#### WHAT THE TASK REQUIRES
Rewrite the paragraph of the abortion article that begins "Ohio has new law" as a short bulleted list, keeping its main facts.

*** Opening TEXT ***

Wednesday, February 15, 2017
Emboldened by Trump, Legislatures Move to Pass More Abortion Restrictions
New York Times (Dec. 11, 2016): Abortion Foes, Emboldened by Trump, Promise "Onslaught" of Tough Restrictions, by Sabrina Tavernise and Sheryl Gay Stolberg:
Ohio has new law that bans abortion after 20 weeks of pregnancy. There is no exception for rape or incest. Ohio is the eighteenth state to adopt the 20-week ban. Federal courts in Arizona and Idaho have struck down similar laws as unconstitutional. The Supreme Court has refused to hear Arizona's appeal.
A more restrictive measure, banning abortion after a fetus has a detectable heartbeat, was vetoed by Governor Kasich. Many believe that the advent of Trump emboldened legislators to vote in favor of the heartbeat bill, despite it having been a perennial failure in the past.
The effects of Mr. Trump’s victory are only beginning to be felt. But one of the biggest changes is playing out in abortion politics. From the composition of the Supreme Court (Mr. Trump has promised to nominate staunchly anti-abortion justices), to efforts on Capitol Hill to enact a permanent ban on taxpayer-financed abortions, to emboldened Republican statehouses like the one in Ohio, combatants on both sides see legalized abortion imperiled as it has not been for decades.

*** Closing TEXT ***
*** Opening PROVIDED RECORDS ***

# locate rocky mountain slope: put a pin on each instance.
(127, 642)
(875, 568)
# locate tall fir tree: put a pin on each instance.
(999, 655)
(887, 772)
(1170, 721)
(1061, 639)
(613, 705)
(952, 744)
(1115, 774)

*** Closing PROVIDED RECORDS ***

#### REPLY
- Ohio's new law bans abortion after 20 weeks of pregnancy, with no exception for rape or incest.
- Ohio is the eighteenth state to adopt a 20-week ban.
- Federal courts struck down similar laws in Arizona and Idaho as unconstitutional.
- The Supreme Court refused to hear Arizona's appeal.